### INFORMATION GIVEN:
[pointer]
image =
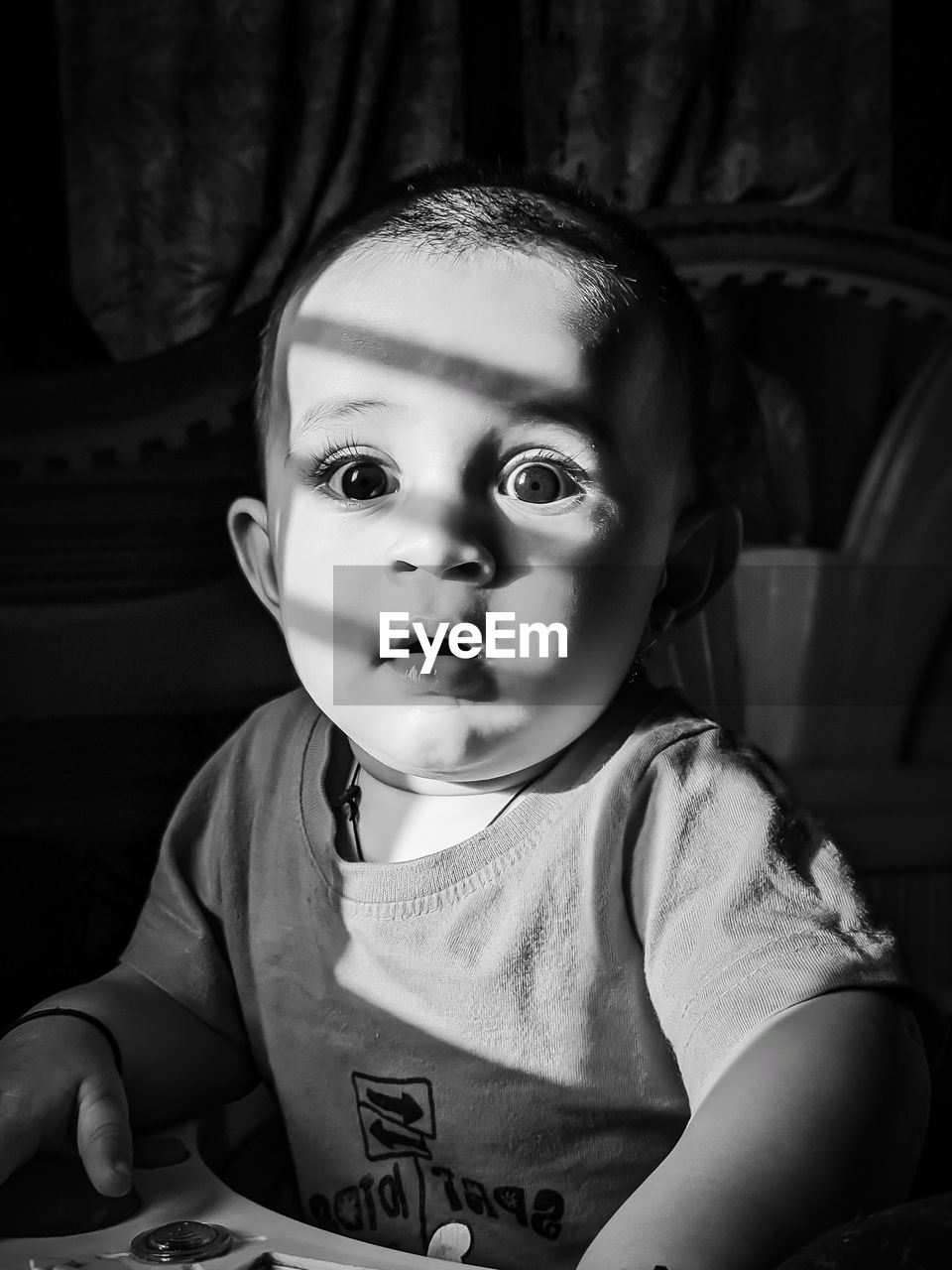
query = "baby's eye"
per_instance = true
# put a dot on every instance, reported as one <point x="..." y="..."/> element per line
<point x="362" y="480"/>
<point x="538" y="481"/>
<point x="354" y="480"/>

==

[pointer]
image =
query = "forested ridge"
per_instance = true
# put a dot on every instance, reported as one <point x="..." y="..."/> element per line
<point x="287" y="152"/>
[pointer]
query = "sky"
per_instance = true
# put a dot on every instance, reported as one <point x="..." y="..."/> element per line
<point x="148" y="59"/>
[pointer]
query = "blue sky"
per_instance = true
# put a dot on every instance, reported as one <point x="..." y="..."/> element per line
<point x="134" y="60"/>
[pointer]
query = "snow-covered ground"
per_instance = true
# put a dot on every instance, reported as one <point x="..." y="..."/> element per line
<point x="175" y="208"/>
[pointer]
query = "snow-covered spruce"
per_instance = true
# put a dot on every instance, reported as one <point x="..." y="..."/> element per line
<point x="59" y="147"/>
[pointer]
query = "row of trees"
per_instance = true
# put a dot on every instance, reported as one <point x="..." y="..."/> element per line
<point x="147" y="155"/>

### STATED PROBLEM:
Pick out each line of the entries above that contains the string "query". Case matters.

### ANSWER TO THIS PROBLEM:
query = "baby's eye"
query = "forested ridge"
query = "sky"
query = "blue sky"
query = "snow-covered ground"
query = "snow-covered spruce"
query = "row of trees"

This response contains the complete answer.